Assets Sharing: MKO Abiola’s Son Reveals How DNA Test Was Done To Ascertain His’s Children

late MKO Abiola

MKO Abiola

Jamiu, one of the late MKO Abiola‘s children, has revealed how his family was forced to undergo Deoxyribonucleic Acid (DNA) tests following Abiola’s death.

According to Jamiu, the decision was made in response to the move to share Abiola’s assets following his death in an attempt to reclaim his mandate in 1998.

Remember that the presidential election, thought to have been won by Abiola on June 12, 1993, was annulled by the then-military government.

In an interview with Vanguard, Jamiu revealed that it was discovered after the test that some of the children were not Abiola’s.

He said;

Most of what you have heard is true. When it rains it pours and this is what further exacerbated the tragedy. DNA tests were conducted but this issue was deliberately mishandled to divert attention from my father’s assets.

——————————

*Try it*: Continue the news article about Jamiu Abiola's account of the DNA tests, starting after its last sentence.

——————————

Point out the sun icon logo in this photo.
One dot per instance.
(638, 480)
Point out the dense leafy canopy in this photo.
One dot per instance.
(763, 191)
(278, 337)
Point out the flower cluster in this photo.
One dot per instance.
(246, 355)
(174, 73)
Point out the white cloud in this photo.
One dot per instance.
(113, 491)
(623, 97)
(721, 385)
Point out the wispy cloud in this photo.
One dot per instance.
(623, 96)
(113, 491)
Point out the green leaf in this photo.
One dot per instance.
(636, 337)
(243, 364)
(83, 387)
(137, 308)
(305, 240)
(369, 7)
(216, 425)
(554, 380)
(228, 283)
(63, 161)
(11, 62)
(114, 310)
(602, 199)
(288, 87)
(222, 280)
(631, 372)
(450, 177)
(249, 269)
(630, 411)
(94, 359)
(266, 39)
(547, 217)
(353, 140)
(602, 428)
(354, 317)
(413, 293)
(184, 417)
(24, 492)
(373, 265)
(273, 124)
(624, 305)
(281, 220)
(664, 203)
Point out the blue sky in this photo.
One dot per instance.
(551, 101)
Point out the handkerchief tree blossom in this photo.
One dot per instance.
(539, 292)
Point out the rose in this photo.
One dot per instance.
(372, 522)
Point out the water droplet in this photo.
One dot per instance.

——————————

*Task response*:
The fact that some had failed the DNA test should never have been published in newspapers. So, there were court cases later used as excuses for stalling the sharing of my father’s assets or diverting their proceeds to fictitious legal charges.

The fact that all of this was happening just a few years after my father died was a great disservice to his memory and legacy.

But this is in line with something God Himself had mentioned in the Koran when he stated that among our family members, some might be our enemies.

It is a lesson from which many people, old and young, should learn. To make matters worse, those who took over his assets have even refused to maintain the house in which he was buried, even though it will not cost more than a tiny fraction of their loot.

Speaking on how his father’s business fared after his father’s death, he said;

My father had flourishing businesses, but some of them were grounded by the government when he became its enemy even before he had the mandate to reclaim them.

The government refused to pay him the monies owed. There was a day I went to his room even before the June 12 election and found him upset.

He then told me that he had gone to Abuja several times to get various payments that had been long overdue but were denied. When I asked why, his response was, “They are worried that the more I have, the more powerful I will become.” However, his assets were still there.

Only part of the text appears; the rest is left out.